**What is required:**
Only the lines from the one containing "Bet you can't find wooden shovel" through the end of the data below should be copied, each exactly as written and with both ends kept.

**Exercise input:**
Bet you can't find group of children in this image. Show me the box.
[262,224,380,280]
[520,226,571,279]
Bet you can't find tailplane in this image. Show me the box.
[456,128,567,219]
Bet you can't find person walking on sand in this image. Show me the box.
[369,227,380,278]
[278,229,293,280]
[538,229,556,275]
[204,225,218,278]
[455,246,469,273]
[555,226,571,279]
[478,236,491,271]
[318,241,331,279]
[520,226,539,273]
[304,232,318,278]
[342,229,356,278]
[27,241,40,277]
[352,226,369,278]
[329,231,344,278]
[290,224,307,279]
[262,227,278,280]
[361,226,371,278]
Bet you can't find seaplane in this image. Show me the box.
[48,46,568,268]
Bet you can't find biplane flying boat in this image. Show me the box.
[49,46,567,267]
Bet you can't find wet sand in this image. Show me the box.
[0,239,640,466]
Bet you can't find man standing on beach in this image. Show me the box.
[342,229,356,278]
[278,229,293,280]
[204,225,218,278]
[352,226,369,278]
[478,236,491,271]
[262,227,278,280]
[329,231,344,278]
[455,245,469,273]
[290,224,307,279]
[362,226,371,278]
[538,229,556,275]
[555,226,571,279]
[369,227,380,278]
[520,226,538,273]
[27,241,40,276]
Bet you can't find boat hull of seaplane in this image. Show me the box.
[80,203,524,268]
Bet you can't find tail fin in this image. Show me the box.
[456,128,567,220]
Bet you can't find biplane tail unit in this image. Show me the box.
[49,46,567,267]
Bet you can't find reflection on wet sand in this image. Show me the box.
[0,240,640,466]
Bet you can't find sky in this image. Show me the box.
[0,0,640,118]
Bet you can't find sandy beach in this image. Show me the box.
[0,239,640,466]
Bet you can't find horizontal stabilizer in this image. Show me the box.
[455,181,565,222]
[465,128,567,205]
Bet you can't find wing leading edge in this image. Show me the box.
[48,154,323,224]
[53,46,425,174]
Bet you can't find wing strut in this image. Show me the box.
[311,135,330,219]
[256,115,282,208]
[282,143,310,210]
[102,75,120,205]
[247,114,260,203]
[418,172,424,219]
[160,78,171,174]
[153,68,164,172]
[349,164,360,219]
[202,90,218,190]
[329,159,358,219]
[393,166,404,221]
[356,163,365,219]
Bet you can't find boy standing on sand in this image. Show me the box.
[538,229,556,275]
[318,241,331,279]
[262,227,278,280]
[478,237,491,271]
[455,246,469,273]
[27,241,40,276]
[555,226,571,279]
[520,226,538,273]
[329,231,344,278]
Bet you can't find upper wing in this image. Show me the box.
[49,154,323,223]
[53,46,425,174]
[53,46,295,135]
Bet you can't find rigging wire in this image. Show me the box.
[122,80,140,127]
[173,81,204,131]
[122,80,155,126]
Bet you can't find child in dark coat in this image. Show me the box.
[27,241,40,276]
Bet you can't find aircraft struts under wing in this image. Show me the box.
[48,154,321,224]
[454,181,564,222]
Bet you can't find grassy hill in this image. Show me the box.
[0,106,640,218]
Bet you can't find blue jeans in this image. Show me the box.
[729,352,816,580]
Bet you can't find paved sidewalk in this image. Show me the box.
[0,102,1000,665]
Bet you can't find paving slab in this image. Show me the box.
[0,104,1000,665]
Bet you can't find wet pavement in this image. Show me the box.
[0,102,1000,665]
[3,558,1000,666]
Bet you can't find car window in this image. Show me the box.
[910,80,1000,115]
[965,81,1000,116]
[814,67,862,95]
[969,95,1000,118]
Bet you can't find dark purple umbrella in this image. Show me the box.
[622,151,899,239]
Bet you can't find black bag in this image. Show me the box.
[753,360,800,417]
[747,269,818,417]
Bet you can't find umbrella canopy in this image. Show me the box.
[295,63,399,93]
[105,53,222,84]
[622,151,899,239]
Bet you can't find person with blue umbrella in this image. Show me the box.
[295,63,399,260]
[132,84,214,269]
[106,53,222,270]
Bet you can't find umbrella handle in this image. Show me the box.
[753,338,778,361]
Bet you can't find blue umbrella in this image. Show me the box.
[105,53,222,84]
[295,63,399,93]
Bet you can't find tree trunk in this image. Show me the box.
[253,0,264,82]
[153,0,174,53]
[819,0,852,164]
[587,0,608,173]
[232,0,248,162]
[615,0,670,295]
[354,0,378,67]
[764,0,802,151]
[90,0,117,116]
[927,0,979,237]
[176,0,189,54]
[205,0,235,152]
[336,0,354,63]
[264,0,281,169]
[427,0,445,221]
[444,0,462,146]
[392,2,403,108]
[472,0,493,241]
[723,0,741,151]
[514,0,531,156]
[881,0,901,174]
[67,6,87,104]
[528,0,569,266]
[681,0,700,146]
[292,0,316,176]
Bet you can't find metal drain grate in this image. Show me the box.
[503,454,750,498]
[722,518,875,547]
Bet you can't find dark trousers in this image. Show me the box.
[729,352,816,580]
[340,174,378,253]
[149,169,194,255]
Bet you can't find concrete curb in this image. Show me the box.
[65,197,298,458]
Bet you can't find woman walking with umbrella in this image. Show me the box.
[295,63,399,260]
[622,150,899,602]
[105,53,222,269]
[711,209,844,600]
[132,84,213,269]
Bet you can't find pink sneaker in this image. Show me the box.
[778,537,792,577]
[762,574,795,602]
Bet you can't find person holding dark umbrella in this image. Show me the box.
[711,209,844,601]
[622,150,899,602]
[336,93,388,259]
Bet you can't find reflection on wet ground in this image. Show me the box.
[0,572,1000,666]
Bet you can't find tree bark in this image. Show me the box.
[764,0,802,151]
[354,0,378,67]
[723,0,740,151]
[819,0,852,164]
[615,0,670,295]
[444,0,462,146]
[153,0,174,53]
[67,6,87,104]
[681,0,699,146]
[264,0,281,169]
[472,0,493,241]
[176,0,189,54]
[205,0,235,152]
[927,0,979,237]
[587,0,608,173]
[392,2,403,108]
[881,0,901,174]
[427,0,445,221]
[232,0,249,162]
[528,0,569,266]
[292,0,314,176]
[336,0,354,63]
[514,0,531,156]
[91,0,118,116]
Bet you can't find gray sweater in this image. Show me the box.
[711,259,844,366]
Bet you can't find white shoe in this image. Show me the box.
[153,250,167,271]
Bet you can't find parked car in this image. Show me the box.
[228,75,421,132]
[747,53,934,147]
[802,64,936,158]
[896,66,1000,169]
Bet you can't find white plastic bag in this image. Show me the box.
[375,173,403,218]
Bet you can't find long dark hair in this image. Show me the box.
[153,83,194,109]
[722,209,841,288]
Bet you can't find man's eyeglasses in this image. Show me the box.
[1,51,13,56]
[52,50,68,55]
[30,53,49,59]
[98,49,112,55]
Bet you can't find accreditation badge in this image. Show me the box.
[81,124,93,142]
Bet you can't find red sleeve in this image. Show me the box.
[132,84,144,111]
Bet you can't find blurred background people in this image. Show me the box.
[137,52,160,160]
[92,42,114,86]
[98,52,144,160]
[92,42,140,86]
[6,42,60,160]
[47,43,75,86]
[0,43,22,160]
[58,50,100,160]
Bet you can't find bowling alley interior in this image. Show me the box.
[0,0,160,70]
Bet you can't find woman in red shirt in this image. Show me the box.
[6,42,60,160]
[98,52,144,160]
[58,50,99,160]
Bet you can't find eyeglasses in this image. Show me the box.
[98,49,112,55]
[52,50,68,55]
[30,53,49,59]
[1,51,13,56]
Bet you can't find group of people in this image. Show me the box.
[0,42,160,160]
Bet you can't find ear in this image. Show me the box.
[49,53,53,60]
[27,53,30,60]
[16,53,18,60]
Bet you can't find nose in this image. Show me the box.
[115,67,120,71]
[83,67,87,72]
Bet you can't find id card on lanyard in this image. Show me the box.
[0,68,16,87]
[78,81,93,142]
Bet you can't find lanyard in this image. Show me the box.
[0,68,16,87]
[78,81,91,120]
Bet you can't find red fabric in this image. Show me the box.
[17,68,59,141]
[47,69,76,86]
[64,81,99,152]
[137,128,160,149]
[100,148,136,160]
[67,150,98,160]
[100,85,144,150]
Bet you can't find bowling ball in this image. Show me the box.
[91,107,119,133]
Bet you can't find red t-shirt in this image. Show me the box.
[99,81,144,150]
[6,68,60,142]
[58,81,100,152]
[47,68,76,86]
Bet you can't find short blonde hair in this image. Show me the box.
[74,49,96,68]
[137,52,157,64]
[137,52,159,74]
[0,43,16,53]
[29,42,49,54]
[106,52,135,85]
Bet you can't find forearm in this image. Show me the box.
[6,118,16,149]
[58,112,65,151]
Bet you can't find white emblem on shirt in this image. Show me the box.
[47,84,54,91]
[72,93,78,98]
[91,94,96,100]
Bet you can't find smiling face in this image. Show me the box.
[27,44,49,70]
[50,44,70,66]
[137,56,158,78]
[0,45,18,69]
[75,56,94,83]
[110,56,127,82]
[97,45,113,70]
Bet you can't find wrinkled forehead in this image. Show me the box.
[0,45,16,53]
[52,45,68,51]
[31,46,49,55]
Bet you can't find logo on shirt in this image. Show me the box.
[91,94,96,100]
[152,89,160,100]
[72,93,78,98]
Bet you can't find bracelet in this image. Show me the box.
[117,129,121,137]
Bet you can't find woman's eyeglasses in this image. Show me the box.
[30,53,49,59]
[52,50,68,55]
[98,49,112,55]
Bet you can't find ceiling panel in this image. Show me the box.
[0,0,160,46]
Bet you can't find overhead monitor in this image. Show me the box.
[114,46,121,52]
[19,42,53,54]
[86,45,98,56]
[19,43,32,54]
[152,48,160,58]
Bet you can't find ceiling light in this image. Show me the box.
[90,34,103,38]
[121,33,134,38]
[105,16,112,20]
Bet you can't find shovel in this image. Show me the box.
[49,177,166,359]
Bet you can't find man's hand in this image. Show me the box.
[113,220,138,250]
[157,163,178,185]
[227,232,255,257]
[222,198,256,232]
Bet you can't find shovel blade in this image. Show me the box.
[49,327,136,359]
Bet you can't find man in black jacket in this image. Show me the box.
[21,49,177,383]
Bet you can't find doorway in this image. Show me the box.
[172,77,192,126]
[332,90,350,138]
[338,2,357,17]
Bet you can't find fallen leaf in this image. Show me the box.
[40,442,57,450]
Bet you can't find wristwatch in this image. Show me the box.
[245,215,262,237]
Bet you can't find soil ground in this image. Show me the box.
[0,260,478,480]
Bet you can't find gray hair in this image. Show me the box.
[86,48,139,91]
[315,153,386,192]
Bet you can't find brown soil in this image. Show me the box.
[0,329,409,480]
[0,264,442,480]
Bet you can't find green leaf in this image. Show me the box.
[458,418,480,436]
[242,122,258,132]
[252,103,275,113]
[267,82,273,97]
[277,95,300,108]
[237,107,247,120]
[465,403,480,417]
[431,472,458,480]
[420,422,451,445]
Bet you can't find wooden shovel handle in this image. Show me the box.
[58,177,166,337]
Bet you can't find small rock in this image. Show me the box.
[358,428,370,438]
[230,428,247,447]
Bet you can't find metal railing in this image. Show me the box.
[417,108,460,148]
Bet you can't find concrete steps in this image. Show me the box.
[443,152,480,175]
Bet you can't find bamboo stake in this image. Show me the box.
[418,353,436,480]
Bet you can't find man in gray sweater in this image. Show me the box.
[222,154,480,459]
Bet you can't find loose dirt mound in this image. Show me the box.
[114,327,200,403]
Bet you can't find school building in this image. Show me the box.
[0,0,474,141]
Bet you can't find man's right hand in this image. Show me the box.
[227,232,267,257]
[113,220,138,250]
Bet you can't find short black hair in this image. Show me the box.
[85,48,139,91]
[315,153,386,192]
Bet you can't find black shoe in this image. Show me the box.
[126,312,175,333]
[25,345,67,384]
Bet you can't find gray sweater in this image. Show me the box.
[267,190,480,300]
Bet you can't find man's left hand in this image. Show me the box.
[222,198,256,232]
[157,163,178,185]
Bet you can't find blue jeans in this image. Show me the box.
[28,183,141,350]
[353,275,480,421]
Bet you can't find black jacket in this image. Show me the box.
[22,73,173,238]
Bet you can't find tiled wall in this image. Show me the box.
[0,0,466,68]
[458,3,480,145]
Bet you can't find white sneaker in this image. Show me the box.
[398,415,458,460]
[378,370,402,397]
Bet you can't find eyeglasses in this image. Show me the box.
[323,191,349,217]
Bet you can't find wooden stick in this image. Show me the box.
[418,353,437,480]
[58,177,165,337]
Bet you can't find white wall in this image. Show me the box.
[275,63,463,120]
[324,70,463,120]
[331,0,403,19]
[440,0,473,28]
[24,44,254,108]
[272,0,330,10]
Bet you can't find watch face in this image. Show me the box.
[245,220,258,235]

**In response:**
Bet you can't find wooden shovel handle in this image. Show me the box.
[58,177,166,337]
Bet you can't find small rock in this image. Show me the box.
[358,428,370,438]
[230,428,247,447]
Bet you can't find metal railing in this image. Show me the box.
[417,108,460,148]
Bet you can't find concrete steps in this image. Show me the box.
[443,152,480,175]
Bet you can't find bamboo stake in this image. Show me the box.
[418,353,436,480]
Bet you can't find man in gray sweater in this image. Show me the box.
[222,154,480,459]
Bet you can't find loose dirt mound in this image. Show me the box.
[114,327,200,403]
Bet you can't find school building in this image. Show me the box.
[0,0,474,141]
Bet you can't find man's right hand in this image. Show me the box.
[227,232,267,257]
[113,220,138,250]
Bet you can't find short black hair in this image. Show me the box.
[85,48,139,91]
[315,153,386,192]
Bet you can't find black shoe in this image. Show me the box.
[126,312,175,333]
[25,345,67,384]
Bet you can't find gray sweater in this image. Show me the box.
[267,190,480,300]
Bet you can't find man's left hand in this image. Show me the box.
[222,198,256,232]
[157,163,178,185]
Bet you can't find blue jeans in this image. Show me the box.
[28,183,141,350]
[353,275,480,421]
Bet you can't find black jacket in this image. Show me the box.
[22,73,173,238]
Bet you can't find tiled wall in this image. Show me the box.
[0,0,466,68]
[458,3,480,145]
Bet you can't find white sneaker in this image. Show me the box.
[398,415,458,460]
[378,370,402,397]
Bet you can't find eyeglasses in this image. Show me the box.
[323,191,349,217]
Bet you can't find wooden stick in this image. Show me the box.
[418,353,437,480]
[58,177,165,337]
Bet you can't find white wall in this image. Show me the box.
[275,63,463,120]
[324,70,463,120]
[331,0,403,19]
[440,0,473,28]
[24,44,254,108]
[272,0,330,10]
Bet you can't find watch face in this image. Show me the box.
[245,220,258,235]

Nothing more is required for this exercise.